> [SELECTED PASSAGE]
════════════════

The ECHA report was issued two days after internal Monsanto documents released by a United States court documented the company’s consistent efforts to produce glyphosate-friendly studies and squash independent reviews by government regulatory bodies.

The court released the documents, which reveal the extent of collusion between Monsanto and the Environmental Protection Agency, in response to a lawsuit brought by agricultural workers linking glyphosate exposure to non-Hodgkin’s lymphoma, a blood cancer.

The European Commission must issue a final decision on glyphosate reauthorisation by the end of 2017.

According to IUF: “In Europe, the fight over glyphosate, and the wider struggle to rescue the food system from its addiction to toxic pesticides and destructive production methods, has come full circle to where it was one year ago.”

The global union added: “Public authorities have once more demonstrated the extent of their capture by the industry they are charged with regulating, while new evidence for banning glyphosate continues to accumulate. Sustained public pressure is needed now more than ever to take our food system off the pesticide treadmill.”

════════════════

> [REQUIRED TASKS]
1. In the glyphosate passage, what disease did the agricultural workers' lawsuit link to glyphosate exposure?
2. Continue the glyphosate passage from its last sentence.

> [MATERIAL PROVIDED]

════════════════

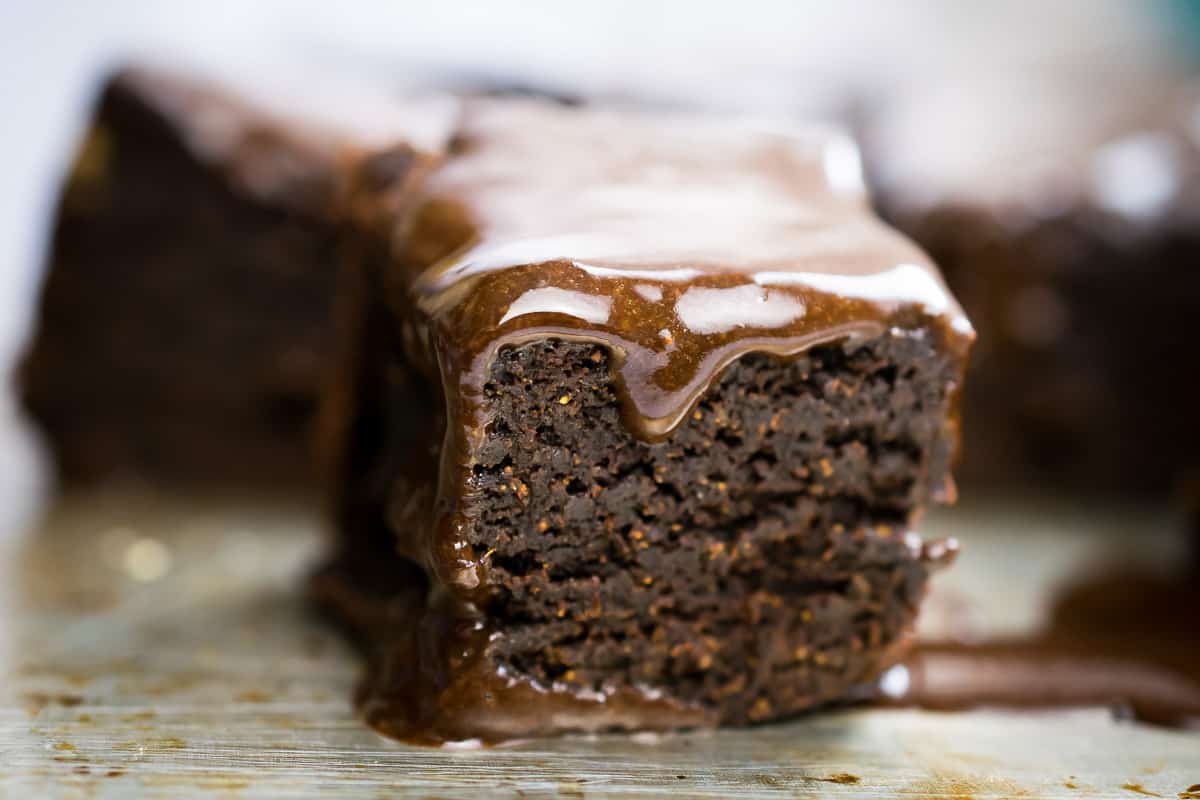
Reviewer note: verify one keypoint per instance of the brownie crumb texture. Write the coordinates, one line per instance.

════════════════

> [RESULTS]
1. Non-Hodgkin's lymphoma, a blood cancer.

2.
IARC said its evaluation of glyphosate is not affected by the ECHA review, and the ‘probable human carcinogen’ designation will remain.

A 23 March 2017 paper in the Journal of Epidemiology and Community Health is highly critical of the science used to justify glyphosate’s approval and called for a ‘urgent’ review. “It is incongruous that safety assessments of the most widely used herbicide on the planet rely largely on fewer than 300 unpublished, non-peer reviewed studies while excluding the vast modern literature on glyphosate effects,” it noted.

“After a review of all evaluations, we conclude that the current safety standards are outdated and may fail to protect public health and the environment.”